→ Required actions
1 - From the skutil transformers page below, list every class named under "Currently implemented ``TransformerMixin`` classes:".
2 - Pick up the skutil transformers page below where it ends and write the next part.

→ Page
···

Transformers
============
All transformers in skutil will take the arg ``cols=None`` (None being the default, which will automatically use all columns), which allows transformers to operate only on a subset of columns rather than the entire matrix. See `SelectiveMixin` for more information on the selective nature of some transformers.

Currently implemented ``TransformerMixin`` classes:

- ``BoxCoxTransformer``
  - `Estimate lambda parameters to perform the (BoxCox transformation) <https://en.wikipedia.org/wiki/Power_transform#Box.E2.80.93Cox_transformation>`_
- ``YeoJohnsonTransformer``
  - `Estimate lambda parameters to perform the (YeoJohnson transformation) <https://www.stat.umn.edu/arc/yjpower.pdf>`_
- ``SpatialSignTransformer``
  - `Estimate the parameters for the (Spatial Sign transformation) <http://www.ncbi.nlm.nih.gov/pubmed/16711760>`_
- ``SelectiveImputer``
  - Impute a select set of features, leaving the others as they are
- ``SelectiveScaler``
  - Scale a select set of features, leaving the others as they are
- ``FunctionMapper``
  - Map a function to a set of features (useful for extremely messy incoming data).
  - Imagine we have the following dataframe in pandas (stored in ``df``):

.. code-block:: python

    """
    | country | some_pct | some_currency |
    |---------|----------|---------------|
    | USA     | 56%      | $75,000       |
    | MEX     | 62%      | $42,000       |
    | FRA     | 75%      | $68,000       |
    """

    import pandas as pd
    from skutil.preprocessing import FunctionMapper

    def fun(x):
        return x.replace('[\$,%]', '', regex=True).astype(float)

    transformer = FunctionMapper(cols=['some_pct','some_currency'], fun=fun).fit(df)
    >>> transformer.transform(df)

    """
    yields...

    | country | some_pct | some_currency |
    |---------|----------|---------------|
    | USA     | 56.0     | 75000.0       |
    | MEX     | 62.0     | 42000.0       |
    | FRA     | 75.0     | 68000.0       |
    """

This can easily be put into a sklearn ``Pipeline``, for example:

.. code-block:: python

    from sklearn.pipeline import Pipeline
    pipe = Pipeline([
        ('function_1', FunctionMapper(cols=['some_pct','some_currency'], fun=fun)), # the function mapper
        ('encoder',    OneHotCategoricalEncoder()), # maybe we want the next step to encode the categorical feature
        ('bc',         BoxCoxTransformer(cols=['some_pct','some_currency'])) # maybe now we want to transform these
    ])

···

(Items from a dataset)
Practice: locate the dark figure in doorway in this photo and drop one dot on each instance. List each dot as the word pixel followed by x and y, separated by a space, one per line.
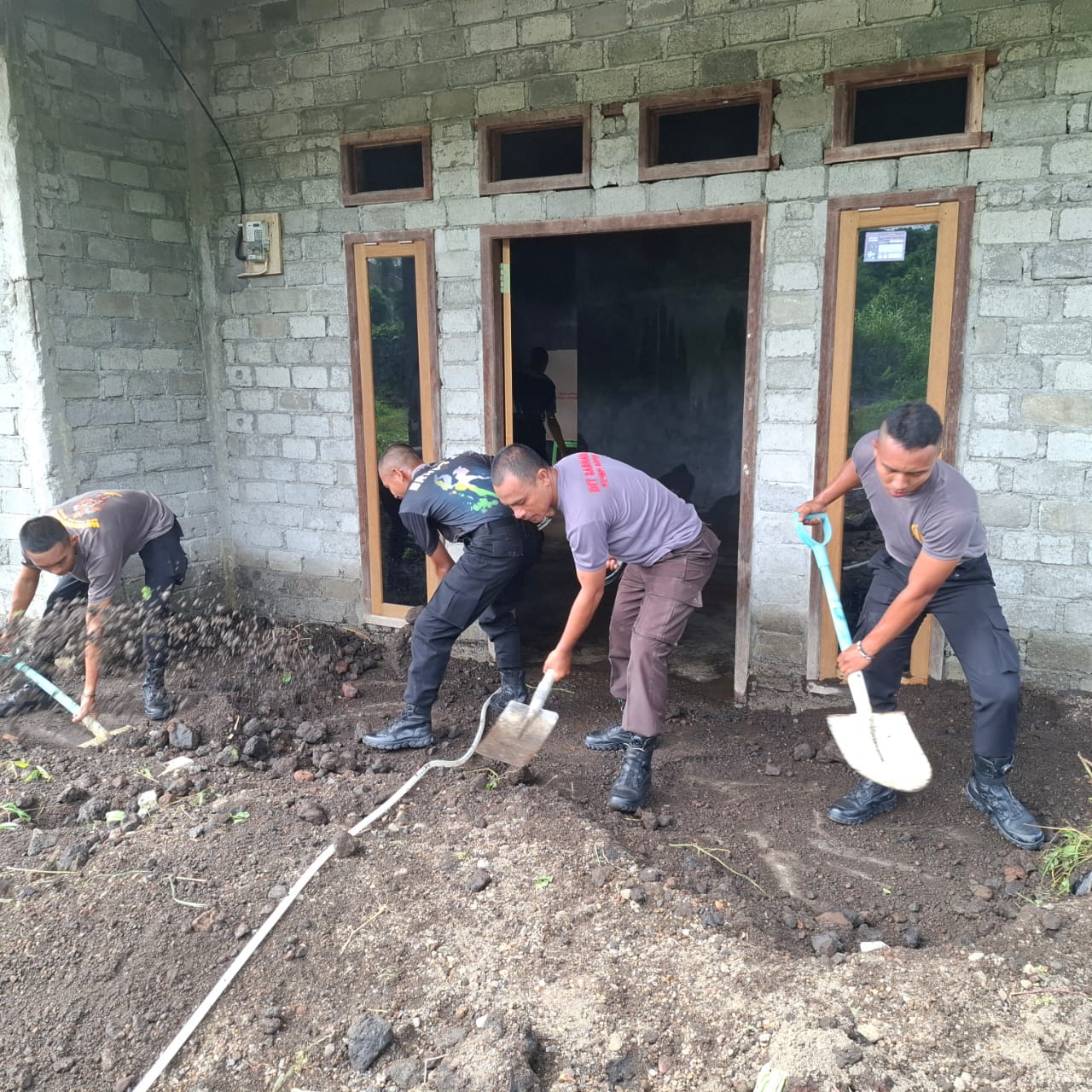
pixel 932 561
pixel 85 542
pixel 616 514
pixel 534 406
pixel 453 500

···

→ Responses to the tasks
1 -
- BoxCoxTransformer
- YeoJohnsonTransformer
- SpatialSignTransformer
- SelectiveImputer
- SelectiveScaler
- FunctionMapper

2 -
    >>> pipe.fit_transform(df)

    """
    | some_pct | some_currency |country.FRA|country.MEX|country.USA|country.NA|
    |----------|---------------|---------|---------|---------|----------|
    | 0.396543 | 2.964437e+13  | 0.0     | 0.0     | 1.0     | 0.0      |
    | 0.396547 | 5.656215e+12  | 0.0     | 1.0     | 0.0     | 0.0      |
    | 0.396551 | 2.240639e+13  | 1.0     | 0.0     | 0.0     | 0.0      |
    """

Example of BoxCox transformation results:

.. code-block:: python

    ## Example using BoxCoxTransformer
    import pandas as pd
    from skutil.preprocessing import BoxCoxTransformer
    from scipy import stats

    ## Create a matrix of two-columns
    X = np.array([stats.loggamma.rvs(5, size=500) + 5,
                  stats.loggamma.rvs(5, size=500) + 5]).transpose()

    fig = plt.figure()
    ax1 = fig.add_subplot(211)
    prob = stats.probplot(X[:,0], dist=stats.norm, plot=ax1)
    ax1.set_xlabel('')
    ax1.set_title('Probplot against normal distribution')

    Xdf = pd.DataFrame.from_records(data=X)
    transformer = BoxCoxTransformer(as_df=False).fit(Xdf)
    ax2 = fig.add_subplot(212)
    prob = stats.probplot(transformer.transform(Xdf)[:,0], dist=stats.norm, plot=ax2)
    ax2.set_title('Probplot after Box-Cox transformation')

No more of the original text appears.